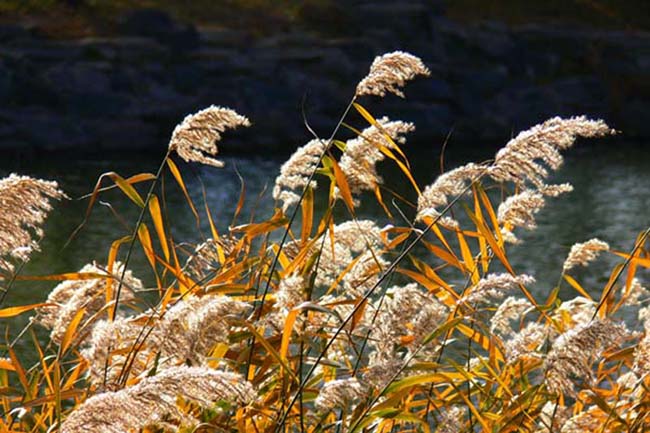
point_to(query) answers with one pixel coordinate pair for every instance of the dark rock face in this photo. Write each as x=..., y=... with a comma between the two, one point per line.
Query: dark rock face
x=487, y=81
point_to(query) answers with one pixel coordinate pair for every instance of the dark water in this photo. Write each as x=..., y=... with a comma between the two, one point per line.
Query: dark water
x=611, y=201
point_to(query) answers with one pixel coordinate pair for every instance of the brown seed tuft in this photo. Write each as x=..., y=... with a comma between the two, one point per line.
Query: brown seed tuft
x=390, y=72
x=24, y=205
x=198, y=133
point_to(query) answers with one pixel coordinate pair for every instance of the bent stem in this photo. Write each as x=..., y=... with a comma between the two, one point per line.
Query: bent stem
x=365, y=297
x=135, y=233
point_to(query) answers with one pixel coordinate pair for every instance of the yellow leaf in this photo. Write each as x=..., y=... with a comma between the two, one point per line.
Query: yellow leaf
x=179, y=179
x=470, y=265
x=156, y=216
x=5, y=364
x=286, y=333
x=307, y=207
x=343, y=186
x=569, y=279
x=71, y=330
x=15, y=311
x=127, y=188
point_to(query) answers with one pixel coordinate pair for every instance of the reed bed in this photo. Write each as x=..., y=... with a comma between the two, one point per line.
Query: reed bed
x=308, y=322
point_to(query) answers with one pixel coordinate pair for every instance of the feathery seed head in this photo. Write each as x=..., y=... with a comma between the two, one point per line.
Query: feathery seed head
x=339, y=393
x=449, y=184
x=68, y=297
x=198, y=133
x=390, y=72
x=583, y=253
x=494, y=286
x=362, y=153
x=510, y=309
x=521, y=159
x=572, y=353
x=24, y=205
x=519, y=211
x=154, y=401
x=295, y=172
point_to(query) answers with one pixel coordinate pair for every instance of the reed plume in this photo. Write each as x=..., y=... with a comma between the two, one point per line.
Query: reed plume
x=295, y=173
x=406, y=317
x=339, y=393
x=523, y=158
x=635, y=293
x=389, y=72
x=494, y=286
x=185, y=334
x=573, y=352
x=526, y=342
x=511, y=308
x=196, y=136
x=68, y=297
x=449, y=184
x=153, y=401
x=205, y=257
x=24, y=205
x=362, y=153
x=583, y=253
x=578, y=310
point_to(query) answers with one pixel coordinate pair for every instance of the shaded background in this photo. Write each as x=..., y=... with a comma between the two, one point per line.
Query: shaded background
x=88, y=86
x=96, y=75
------------------------
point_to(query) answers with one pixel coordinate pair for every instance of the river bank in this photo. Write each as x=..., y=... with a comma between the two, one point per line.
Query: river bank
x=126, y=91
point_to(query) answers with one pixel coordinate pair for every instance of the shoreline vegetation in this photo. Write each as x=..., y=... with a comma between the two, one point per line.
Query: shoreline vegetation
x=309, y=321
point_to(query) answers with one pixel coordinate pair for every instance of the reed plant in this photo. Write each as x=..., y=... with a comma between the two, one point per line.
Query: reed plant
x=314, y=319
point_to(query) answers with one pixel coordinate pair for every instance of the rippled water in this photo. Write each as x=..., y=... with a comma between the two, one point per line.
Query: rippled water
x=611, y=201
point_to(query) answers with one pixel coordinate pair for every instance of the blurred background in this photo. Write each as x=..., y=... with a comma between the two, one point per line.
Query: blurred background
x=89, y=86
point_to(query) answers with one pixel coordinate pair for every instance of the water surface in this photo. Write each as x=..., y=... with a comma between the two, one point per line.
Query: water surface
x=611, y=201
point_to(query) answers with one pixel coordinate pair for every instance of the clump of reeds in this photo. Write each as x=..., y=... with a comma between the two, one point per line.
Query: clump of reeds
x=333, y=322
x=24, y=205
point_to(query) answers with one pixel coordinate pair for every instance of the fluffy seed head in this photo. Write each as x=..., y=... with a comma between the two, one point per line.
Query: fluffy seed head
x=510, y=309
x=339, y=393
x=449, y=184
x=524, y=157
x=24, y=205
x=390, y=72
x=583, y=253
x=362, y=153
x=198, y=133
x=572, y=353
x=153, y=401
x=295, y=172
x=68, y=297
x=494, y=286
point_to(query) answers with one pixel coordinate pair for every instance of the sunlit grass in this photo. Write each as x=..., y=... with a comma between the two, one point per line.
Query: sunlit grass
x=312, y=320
------------------------
• _To be done_
Copy the lines of the listing above from the one containing "of the bent" through the one containing "x=127, y=188", both included, with every character kept as it stands.

• _Solution for this exercise_
point_to(query) answers with one pixel coordinate pair for every instance of the bent stem in this photo. Write each as x=..., y=... with a comma between the two, one point per line.
Query: bent stem
x=365, y=297
x=135, y=233
point_to(query) answers with one pixel coordinate pair for every instance of the yellow leaf in this photo. Write each as x=..., y=... with a comma between the two, one point per line.
Query: yellow leaf
x=179, y=179
x=470, y=265
x=156, y=216
x=5, y=364
x=286, y=333
x=307, y=207
x=343, y=186
x=569, y=279
x=71, y=330
x=15, y=311
x=127, y=188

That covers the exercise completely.